The data beneath this task has to be reprinted character for character.

═══ INPUT RECORDS

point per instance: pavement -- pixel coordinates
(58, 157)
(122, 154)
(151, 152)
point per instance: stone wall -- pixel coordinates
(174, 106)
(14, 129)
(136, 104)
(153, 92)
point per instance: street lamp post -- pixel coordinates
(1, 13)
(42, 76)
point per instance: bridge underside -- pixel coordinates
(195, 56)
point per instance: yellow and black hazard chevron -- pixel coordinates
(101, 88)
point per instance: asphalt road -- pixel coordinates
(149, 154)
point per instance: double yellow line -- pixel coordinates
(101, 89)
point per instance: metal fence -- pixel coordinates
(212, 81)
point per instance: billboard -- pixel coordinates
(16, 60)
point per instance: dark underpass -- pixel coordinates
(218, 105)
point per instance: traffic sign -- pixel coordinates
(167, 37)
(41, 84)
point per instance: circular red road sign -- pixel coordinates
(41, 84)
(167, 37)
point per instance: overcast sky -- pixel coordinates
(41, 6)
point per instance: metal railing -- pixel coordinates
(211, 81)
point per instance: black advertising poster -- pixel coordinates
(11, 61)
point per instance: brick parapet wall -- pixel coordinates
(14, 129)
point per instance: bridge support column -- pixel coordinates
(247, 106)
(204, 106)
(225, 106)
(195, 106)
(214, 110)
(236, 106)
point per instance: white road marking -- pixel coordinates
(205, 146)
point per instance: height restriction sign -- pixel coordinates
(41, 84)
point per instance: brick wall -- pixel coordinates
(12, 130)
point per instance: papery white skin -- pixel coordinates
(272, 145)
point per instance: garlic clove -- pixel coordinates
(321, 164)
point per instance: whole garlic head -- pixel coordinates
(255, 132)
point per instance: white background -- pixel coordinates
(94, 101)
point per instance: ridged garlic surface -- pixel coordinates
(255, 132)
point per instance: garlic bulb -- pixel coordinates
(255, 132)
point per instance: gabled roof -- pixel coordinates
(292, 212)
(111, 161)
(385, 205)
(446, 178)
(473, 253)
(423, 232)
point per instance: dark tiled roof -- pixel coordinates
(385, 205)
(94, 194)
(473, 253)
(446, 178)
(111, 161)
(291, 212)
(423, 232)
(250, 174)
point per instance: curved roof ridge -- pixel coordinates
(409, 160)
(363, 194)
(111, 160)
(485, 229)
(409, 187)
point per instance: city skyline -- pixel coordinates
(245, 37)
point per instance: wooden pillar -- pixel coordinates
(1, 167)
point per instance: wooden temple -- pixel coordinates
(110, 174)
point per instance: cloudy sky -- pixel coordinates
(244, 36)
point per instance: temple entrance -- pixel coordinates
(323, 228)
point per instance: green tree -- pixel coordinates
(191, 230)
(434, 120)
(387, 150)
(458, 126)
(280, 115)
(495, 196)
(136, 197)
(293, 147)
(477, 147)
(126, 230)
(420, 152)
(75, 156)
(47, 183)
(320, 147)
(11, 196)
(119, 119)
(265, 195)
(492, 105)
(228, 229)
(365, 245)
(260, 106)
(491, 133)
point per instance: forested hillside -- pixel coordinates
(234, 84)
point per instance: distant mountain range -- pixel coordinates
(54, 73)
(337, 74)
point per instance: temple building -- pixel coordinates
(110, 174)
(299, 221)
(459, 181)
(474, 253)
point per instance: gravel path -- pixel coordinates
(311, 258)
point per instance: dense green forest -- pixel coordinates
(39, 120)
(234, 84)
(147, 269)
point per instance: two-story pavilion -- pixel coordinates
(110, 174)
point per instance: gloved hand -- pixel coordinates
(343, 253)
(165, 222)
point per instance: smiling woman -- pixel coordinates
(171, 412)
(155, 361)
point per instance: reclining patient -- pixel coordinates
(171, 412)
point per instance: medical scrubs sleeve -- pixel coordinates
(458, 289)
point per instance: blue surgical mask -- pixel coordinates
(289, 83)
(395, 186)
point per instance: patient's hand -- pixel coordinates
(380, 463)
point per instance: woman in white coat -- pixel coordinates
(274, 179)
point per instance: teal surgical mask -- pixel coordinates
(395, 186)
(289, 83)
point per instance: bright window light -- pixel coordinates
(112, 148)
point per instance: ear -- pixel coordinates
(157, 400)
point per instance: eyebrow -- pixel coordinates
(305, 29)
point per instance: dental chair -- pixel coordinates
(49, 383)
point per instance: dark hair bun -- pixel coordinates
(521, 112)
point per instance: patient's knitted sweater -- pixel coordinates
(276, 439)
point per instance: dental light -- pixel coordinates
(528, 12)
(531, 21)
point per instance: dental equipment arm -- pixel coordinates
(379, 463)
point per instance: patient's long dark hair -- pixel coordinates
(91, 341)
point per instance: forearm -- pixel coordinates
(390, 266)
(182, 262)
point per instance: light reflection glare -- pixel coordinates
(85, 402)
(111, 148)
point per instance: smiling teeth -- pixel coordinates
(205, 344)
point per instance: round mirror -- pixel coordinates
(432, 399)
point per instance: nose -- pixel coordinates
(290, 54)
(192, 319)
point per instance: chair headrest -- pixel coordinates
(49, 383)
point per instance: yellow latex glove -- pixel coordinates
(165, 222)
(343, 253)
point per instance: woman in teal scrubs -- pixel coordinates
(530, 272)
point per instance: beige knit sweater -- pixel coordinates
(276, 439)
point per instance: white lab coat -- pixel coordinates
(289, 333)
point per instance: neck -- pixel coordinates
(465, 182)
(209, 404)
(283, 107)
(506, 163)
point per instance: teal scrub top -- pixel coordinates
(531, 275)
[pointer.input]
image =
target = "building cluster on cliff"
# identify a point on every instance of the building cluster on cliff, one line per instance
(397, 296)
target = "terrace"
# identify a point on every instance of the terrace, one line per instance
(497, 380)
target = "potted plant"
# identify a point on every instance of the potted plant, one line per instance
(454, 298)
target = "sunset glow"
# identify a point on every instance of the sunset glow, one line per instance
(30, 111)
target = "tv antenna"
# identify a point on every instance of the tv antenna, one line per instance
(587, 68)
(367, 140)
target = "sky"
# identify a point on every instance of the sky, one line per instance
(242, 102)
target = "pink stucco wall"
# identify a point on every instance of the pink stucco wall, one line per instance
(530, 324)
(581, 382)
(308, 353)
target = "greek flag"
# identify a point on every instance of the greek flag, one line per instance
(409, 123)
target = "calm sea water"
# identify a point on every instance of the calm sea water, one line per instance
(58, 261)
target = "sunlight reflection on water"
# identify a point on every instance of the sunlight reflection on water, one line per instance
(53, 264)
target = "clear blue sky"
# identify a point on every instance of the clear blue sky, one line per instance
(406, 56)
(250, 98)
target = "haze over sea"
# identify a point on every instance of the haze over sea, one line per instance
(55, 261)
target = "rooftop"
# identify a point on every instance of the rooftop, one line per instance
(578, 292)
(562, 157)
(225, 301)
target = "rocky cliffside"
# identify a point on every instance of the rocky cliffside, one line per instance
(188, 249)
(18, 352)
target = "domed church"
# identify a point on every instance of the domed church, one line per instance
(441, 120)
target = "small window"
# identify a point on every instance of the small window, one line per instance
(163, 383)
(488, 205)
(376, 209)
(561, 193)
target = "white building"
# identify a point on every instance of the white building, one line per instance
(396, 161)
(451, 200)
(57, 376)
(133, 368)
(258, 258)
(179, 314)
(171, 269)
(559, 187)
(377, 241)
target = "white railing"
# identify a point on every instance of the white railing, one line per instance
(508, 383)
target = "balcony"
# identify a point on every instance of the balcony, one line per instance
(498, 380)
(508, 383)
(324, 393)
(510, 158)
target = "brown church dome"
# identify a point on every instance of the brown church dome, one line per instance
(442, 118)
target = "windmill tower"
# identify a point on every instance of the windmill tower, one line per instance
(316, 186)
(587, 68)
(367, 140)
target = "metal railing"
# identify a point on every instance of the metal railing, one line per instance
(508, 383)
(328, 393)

══════

## EXERCISE SOLUTION
point per instance: pavement -- pixel coordinates
(58, 157)
(122, 154)
(151, 152)
point per instance: stone wall -- pixel coordinates
(174, 106)
(14, 129)
(136, 104)
(153, 92)
point per instance: street lamp post -- pixel coordinates
(1, 13)
(42, 76)
point per instance: bridge underside -- pixel coordinates
(195, 56)
point per instance: yellow and black hazard chevron -- pixel coordinates
(101, 88)
point per instance: asphalt road -- pixel coordinates
(149, 154)
point per instance: double yellow line -- pixel coordinates
(101, 89)
point per instance: metal fence -- pixel coordinates
(212, 81)
point per instance: billboard -- pixel coordinates
(16, 60)
point per instance: dark underpass -- pixel coordinates
(218, 105)
point per instance: traffic sign -- pixel coordinates
(167, 37)
(41, 84)
point per instance: circular red road sign -- pixel coordinates
(41, 84)
(167, 37)
point per instance: overcast sky -- pixel coordinates
(41, 6)
point per instance: metal railing -- pixel coordinates
(211, 81)
point per instance: black advertising poster -- pixel coordinates
(11, 61)
point per instance: brick parapet wall -- pixel coordinates
(14, 129)
point per instance: bridge support column -- pixel coordinates
(247, 106)
(204, 106)
(225, 106)
(195, 106)
(214, 110)
(236, 106)
point per instance: white road marking -- pixel coordinates
(205, 146)
point per instance: height restriction sign -- pixel coordinates
(41, 84)
point per instance: brick wall -- pixel coordinates
(12, 130)
point per instance: papery white skin -- pixel coordinates
(272, 145)
point per instance: garlic clove -- pixel coordinates
(321, 164)
point per instance: whole garlic head -- pixel coordinates
(255, 132)
point per instance: white background -- pixel coordinates
(94, 101)
point per instance: ridged garlic surface -- pixel coordinates
(255, 132)
point per instance: garlic bulb -- pixel coordinates
(255, 132)
point per instance: gabled roof -- pixel coordinates
(292, 212)
(111, 161)
(385, 205)
(446, 178)
(473, 253)
(423, 232)
point per instance: dark tiled roof -- pixel coordinates
(385, 205)
(94, 194)
(473, 253)
(446, 178)
(111, 161)
(291, 212)
(423, 232)
(250, 174)
point per instance: curved roof ridge -- pixel coordinates
(409, 160)
(363, 194)
(111, 160)
(485, 229)
(409, 187)
point per instance: city skyline -- pixel coordinates
(245, 37)
point per instance: wooden pillar -- pixel coordinates
(1, 167)
point per instance: wooden temple -- pixel coordinates
(110, 174)
point per instance: cloudy sky -- pixel coordinates
(244, 36)
point per instance: temple entrance -- pixel coordinates
(323, 228)
point per instance: green tree -- pixel coordinates
(191, 230)
(434, 120)
(387, 150)
(458, 126)
(280, 115)
(495, 196)
(136, 197)
(293, 147)
(477, 147)
(126, 230)
(420, 152)
(75, 156)
(47, 183)
(320, 147)
(11, 196)
(119, 119)
(265, 195)
(492, 105)
(228, 229)
(365, 245)
(260, 106)
(491, 133)
point per instance: forested hillside -- pixel coordinates
(234, 84)
point per instance: distant mountain range -- pixel coordinates
(54, 73)
(337, 74)
point per instance: temple building -- pixel coordinates
(110, 174)
(299, 221)
(459, 181)
(474, 253)
point per instance: gravel path -- pixel coordinates
(311, 258)
point per instance: dense green forest -- pixel coordinates
(39, 120)
(234, 84)
(147, 269)
point per instance: two-story pavilion -- pixel coordinates
(110, 174)
point per instance: gloved hand -- pixel coordinates
(343, 253)
(165, 222)
point per instance: smiling woman -- pixel coordinates
(171, 412)
(155, 361)
point per instance: reclining patient -- pixel coordinates
(171, 412)
point per instance: medical scrubs sleeve -- pixel coordinates
(458, 289)
point per instance: blue surgical mask -- pixel coordinates
(289, 83)
(395, 186)
point per instance: patient's hand -- pixel coordinates
(380, 463)
point per instance: woman in white coat -- pixel coordinates
(274, 179)
point per instance: teal surgical mask -- pixel coordinates
(395, 186)
(289, 83)
point per instance: bright window light -- pixel coordinates
(112, 148)
point per instance: ear -- pixel coordinates
(157, 400)
point per instance: eyebrow -- pixel coordinates
(305, 29)
point per instance: dental chair -- pixel coordinates
(49, 383)
point per instance: dark hair bun -- pixel coordinates
(521, 112)
point per instance: patient's knitted sweater -- pixel coordinates
(276, 439)
point per instance: dental light -- pixel coordinates
(528, 12)
(531, 21)
point per instance: dental equipment arm -- pixel coordinates
(379, 463)
point per instance: patient's long dark hair -- pixel coordinates
(91, 341)
point per instance: forearm -- pixel coordinates
(390, 266)
(182, 262)
point per instance: light reflection glare -- pixel coordinates
(85, 402)
(111, 148)
point per instance: smiling teeth -- pixel coordinates
(205, 344)
point per instance: round mirror -- pixel coordinates
(432, 399)
point per instance: nose -- pixel coordinates
(290, 54)
(192, 319)
point per instance: chair headrest -- pixel coordinates
(49, 383)
point per instance: yellow latex glove -- pixel coordinates
(165, 222)
(343, 253)
point per instance: woman in teal scrubs -- pixel coordinates
(530, 272)
point per instance: beige knit sweater -- pixel coordinates
(276, 439)
point per instance: white lab coat -- pixel coordinates
(289, 333)
point per instance: neck -- pixel coordinates
(465, 182)
(209, 404)
(283, 107)
(506, 163)
point per instance: teal scrub top -- pixel coordinates
(531, 275)
[pointer.input]
image =
target = "building cluster on cliff"
# identify a point on every instance of the building cluster on cliff, one line per instance
(397, 296)
target = "terrace"
# identify a point on every instance of the terrace, one line per instance
(497, 380)
target = "potted plant"
# identify a point on every instance of the potted plant, one line per instance
(454, 298)
target = "sunset glow"
# identify a point on every instance of the sunset glow, one line per instance
(30, 111)
target = "tv antenna"
# identify a point on every instance of the tv antenna, one line per instance
(587, 68)
(367, 140)
target = "sky"
# identify a point on every instance of the sky, one line per instance
(242, 102)
target = "pink stucco wall"
# identify a point on every instance of the pink stucco wall, one line per instance
(530, 324)
(581, 382)
(308, 353)
target = "greek flag"
# identify a point on every instance of the greek flag, one line per instance
(409, 123)
target = "calm sea water"
# identify a point on every instance of the calm sea water, one line per instance
(58, 261)
target = "sunlight reflection on water"
# identify a point on every instance of the sunlight reflection on water, one line per instance
(53, 264)
target = "clear blue sky"
# identify a point on every instance of the clear blue sky, one line per instance
(406, 56)
(250, 98)
target = "haze over sea"
# identify a point on every instance of the haze over sea, one line per instance
(55, 261)
target = "rooftop"
# identify a point on every instance of the rooftop, one line per instance
(578, 292)
(562, 157)
(225, 301)
target = "rocky cliffside"
# identify a point on every instance of the rocky cliffside, one line per instance
(188, 249)
(18, 352)
target = "domed church"
# identify a point on every instance of the domed church, one line per instance
(441, 120)
target = "small window"
# identify a point on every instance of the small window, one line per instance
(163, 383)
(488, 205)
(376, 209)
(561, 193)
target = "white building"
# identify a point on every instance of the white building, one line per instance
(396, 161)
(451, 200)
(57, 376)
(133, 368)
(258, 258)
(179, 314)
(171, 269)
(559, 187)
(377, 241)
target = "white railing"
# identify a point on every instance of the white railing, one line per instance
(508, 383)
target = "balcony"
# identify a point on every instance of the balcony, one line per instance
(498, 380)
(508, 383)
(324, 393)
(510, 158)
target = "brown church dome"
# identify a point on every instance of the brown church dome, one line per instance
(442, 118)
target = "windmill tower"
# identify a point on every instance of the windmill tower, one line per instance
(316, 186)
(587, 68)
(367, 140)
target = "metal railing"
# identify a point on every instance of the metal railing, one line per instance
(508, 383)
(328, 393)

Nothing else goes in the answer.